Job - Turn the rows below into a JSON list of strings, one string per line, with blank lines left out. Start at the line that contains "Trace the outline of every instance of the wooden", end with the last line of the rows, and include only those lines.

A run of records
###

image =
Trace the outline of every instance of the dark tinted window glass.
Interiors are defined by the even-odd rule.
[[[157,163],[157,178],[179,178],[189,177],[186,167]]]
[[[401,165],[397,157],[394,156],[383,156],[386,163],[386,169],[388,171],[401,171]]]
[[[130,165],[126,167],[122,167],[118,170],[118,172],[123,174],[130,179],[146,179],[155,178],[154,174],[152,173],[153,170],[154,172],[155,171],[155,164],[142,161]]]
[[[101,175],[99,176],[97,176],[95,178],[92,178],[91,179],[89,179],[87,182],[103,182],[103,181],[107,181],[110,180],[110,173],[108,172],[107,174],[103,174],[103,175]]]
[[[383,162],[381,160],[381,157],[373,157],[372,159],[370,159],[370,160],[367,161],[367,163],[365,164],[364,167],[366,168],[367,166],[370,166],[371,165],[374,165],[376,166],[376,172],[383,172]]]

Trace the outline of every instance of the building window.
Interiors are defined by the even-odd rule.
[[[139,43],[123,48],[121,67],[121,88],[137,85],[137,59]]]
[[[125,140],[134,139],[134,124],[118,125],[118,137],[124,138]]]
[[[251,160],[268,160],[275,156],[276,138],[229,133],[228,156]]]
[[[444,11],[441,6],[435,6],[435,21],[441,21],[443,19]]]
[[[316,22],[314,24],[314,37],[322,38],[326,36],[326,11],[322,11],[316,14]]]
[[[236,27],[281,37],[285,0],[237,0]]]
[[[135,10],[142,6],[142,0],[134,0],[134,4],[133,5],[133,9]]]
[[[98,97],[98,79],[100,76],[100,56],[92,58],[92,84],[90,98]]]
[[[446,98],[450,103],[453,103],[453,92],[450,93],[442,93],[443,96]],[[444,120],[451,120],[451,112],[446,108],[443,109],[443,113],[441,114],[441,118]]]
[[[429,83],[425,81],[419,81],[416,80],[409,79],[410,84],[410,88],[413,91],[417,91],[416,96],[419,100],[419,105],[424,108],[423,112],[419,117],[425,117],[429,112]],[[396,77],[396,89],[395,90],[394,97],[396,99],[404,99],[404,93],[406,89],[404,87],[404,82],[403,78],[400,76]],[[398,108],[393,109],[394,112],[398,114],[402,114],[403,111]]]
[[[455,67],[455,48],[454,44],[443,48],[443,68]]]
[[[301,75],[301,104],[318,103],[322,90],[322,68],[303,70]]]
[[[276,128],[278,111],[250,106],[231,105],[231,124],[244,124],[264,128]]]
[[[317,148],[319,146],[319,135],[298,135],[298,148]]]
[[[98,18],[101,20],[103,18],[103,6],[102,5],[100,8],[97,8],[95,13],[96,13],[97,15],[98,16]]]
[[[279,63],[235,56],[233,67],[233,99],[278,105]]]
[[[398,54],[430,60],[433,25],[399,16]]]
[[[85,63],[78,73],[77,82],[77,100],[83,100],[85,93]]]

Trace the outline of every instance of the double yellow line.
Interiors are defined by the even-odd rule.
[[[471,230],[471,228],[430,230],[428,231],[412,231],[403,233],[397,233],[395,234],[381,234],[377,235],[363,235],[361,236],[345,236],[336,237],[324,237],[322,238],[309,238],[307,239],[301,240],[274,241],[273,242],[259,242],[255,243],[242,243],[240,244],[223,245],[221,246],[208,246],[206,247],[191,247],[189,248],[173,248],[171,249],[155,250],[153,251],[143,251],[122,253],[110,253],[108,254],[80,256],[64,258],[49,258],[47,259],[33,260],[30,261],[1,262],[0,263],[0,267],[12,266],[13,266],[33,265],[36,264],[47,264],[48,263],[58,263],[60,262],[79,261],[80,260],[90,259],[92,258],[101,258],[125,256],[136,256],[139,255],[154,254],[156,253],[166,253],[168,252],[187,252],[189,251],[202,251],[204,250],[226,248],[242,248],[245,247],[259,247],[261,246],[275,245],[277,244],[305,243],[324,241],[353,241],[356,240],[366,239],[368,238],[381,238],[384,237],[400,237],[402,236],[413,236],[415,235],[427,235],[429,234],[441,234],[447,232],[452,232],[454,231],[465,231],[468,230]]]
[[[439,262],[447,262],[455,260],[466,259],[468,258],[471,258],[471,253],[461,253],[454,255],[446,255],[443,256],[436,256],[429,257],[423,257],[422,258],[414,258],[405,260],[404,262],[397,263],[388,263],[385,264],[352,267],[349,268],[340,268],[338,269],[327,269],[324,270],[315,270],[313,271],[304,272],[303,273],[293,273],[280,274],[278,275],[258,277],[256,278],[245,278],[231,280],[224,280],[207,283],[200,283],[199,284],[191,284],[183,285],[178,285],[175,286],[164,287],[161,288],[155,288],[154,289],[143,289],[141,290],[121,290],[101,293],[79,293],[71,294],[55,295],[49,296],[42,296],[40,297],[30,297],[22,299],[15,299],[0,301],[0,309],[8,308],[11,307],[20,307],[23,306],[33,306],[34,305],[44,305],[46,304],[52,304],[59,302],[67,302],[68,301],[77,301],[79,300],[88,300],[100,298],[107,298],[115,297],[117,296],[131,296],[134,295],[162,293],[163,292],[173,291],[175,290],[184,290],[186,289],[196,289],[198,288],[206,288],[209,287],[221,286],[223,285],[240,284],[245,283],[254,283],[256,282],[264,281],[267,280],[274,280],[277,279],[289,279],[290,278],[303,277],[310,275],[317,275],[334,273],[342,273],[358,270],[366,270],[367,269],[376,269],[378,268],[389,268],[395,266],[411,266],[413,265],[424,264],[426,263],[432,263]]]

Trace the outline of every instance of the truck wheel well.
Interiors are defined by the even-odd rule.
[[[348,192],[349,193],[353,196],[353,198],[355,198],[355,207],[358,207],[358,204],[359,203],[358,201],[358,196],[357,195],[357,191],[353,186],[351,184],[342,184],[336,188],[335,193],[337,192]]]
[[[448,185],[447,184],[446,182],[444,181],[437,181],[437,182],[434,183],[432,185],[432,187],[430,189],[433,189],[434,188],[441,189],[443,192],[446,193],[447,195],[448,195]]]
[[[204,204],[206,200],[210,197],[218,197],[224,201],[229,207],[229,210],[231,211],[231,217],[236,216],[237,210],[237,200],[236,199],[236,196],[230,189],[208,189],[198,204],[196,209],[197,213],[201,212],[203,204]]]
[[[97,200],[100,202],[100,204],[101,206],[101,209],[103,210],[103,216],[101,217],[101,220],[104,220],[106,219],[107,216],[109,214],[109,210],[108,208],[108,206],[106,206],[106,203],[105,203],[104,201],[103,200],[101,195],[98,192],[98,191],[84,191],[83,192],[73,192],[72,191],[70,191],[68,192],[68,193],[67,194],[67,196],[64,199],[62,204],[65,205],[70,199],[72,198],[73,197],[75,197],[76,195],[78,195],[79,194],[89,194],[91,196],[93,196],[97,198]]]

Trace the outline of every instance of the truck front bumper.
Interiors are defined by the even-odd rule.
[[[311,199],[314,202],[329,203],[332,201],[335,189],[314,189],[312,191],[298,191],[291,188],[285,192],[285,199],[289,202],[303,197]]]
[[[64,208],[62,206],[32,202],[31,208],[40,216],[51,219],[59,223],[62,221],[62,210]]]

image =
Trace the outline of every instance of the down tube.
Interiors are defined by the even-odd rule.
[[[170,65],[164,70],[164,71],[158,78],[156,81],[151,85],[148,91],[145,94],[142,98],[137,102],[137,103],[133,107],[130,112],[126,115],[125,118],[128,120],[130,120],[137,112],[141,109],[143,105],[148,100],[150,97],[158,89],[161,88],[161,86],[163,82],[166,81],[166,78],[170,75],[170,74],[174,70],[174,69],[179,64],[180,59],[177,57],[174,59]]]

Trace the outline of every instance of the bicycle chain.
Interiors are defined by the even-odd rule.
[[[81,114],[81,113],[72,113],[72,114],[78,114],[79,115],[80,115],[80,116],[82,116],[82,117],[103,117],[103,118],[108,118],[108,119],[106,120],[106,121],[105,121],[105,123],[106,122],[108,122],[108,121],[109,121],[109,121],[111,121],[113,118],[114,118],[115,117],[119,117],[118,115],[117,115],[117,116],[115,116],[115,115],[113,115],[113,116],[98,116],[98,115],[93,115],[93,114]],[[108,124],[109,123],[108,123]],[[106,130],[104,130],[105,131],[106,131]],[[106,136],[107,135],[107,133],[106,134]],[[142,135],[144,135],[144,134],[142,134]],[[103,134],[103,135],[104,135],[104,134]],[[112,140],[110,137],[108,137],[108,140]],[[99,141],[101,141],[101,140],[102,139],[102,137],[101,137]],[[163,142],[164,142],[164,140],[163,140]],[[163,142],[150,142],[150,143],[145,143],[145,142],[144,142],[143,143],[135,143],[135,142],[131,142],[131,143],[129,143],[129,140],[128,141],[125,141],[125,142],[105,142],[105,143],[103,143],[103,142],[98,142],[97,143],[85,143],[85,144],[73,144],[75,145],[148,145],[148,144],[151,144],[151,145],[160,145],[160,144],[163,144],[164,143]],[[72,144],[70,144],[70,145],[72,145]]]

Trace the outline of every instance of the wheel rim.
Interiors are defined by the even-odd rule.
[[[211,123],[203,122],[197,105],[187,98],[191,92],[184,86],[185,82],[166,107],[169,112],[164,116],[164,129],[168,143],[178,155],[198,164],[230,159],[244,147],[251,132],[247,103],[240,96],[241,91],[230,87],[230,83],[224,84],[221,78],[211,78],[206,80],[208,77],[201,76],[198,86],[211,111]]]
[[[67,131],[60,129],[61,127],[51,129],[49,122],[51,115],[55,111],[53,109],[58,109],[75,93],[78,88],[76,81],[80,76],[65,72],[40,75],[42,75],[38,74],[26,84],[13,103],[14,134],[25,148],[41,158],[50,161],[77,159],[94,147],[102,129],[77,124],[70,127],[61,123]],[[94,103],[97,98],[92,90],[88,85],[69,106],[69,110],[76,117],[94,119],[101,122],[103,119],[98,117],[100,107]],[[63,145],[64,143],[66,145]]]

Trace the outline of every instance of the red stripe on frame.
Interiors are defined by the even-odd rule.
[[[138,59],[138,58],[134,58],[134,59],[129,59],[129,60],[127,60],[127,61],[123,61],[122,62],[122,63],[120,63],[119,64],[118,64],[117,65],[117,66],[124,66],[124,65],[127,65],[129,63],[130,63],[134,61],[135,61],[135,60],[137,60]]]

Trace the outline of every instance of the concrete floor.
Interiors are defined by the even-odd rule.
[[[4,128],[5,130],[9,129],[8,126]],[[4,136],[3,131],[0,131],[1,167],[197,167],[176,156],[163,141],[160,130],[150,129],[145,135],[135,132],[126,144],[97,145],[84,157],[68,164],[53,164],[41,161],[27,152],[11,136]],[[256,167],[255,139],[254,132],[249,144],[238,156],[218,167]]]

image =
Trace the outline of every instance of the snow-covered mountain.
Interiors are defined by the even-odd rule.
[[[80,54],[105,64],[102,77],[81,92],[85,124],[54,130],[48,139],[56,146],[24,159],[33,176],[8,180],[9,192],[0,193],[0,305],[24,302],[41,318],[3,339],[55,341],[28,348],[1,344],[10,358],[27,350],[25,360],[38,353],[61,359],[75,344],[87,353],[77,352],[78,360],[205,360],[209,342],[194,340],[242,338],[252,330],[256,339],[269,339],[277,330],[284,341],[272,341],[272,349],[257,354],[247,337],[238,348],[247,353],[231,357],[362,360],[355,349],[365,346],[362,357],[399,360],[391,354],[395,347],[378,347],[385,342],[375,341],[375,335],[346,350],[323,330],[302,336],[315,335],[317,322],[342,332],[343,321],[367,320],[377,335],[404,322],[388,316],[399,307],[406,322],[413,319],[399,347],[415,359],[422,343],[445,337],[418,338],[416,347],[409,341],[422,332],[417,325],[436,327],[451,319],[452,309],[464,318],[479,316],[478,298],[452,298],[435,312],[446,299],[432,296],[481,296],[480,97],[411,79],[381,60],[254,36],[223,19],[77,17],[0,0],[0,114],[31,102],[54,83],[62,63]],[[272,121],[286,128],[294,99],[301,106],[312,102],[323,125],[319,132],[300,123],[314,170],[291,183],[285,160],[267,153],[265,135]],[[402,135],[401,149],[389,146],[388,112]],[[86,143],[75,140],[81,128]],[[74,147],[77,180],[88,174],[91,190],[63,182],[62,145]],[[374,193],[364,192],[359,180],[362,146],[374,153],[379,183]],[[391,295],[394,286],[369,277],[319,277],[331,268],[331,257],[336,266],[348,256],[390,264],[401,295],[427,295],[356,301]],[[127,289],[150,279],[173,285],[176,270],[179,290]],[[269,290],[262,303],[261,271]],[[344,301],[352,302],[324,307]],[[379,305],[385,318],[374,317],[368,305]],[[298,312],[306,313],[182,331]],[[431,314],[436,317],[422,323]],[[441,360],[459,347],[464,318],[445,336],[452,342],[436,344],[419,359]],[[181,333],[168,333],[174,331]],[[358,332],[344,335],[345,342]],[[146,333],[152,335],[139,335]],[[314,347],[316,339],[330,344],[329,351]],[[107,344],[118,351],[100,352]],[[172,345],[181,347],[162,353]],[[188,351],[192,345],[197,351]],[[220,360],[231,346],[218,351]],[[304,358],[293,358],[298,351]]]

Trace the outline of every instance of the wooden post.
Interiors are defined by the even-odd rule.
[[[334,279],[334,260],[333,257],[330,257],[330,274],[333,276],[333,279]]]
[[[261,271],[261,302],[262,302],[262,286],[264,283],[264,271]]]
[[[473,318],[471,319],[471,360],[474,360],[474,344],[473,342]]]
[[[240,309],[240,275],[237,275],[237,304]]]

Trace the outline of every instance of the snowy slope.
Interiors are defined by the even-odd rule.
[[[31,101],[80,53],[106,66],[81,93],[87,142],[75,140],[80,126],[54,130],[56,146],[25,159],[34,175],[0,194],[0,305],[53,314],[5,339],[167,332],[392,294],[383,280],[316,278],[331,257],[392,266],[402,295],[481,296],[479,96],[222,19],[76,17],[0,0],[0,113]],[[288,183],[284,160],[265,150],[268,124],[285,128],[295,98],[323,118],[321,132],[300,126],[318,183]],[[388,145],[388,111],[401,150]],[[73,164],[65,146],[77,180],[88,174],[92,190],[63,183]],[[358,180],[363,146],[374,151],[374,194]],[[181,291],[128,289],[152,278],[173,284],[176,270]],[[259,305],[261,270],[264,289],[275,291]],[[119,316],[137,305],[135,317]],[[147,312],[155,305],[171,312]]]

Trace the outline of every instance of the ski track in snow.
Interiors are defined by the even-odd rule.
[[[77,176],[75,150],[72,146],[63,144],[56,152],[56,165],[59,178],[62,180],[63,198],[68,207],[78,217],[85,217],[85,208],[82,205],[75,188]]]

###

Solution to this task -
[
  "Trace the outline of every instance of the wooden post.",
  "Interiors are defined by the even-odd rule.",
  "[[[334,279],[334,260],[333,257],[330,257],[330,274],[333,276],[333,279]]]",
  "[[[261,271],[261,302],[262,302],[262,286],[264,283],[264,271]]]",
  "[[[473,318],[471,319],[471,360],[474,360],[474,344],[473,342]]]",
  "[[[240,309],[240,275],[237,275],[237,304]]]",
  "Trace the outline of every instance of the snowy slope.",
  "Interiors are defined by the even-odd rule.",
  "[[[31,101],[80,53],[106,66],[81,93],[87,142],[75,140],[80,126],[54,130],[56,146],[25,159],[34,175],[0,194],[0,305],[53,314],[5,339],[167,332],[392,294],[383,280],[316,278],[331,257],[392,266],[402,295],[481,296],[479,96],[222,19],[76,17],[0,0],[0,113]],[[288,183],[284,160],[265,150],[268,124],[285,128],[295,98],[323,118],[321,132],[300,126],[318,183]],[[388,145],[388,111],[401,150]],[[73,164],[65,146],[77,180],[88,174],[92,190],[63,183]],[[358,180],[363,146],[374,151],[374,194]],[[181,291],[128,289],[152,278],[173,284],[176,270]],[[259,305],[261,270],[264,289],[275,291]],[[119,316],[137,305],[135,317]],[[147,312],[155,305],[171,312]]]",
  "Trace the outline of every instance of the ski track in snow.",
  "Interiors are defined by the even-odd rule.",
  "[[[77,176],[75,150],[72,146],[63,144],[56,152],[56,165],[59,178],[62,180],[63,198],[68,207],[78,217],[85,217],[85,208],[82,205],[75,188]]]"
]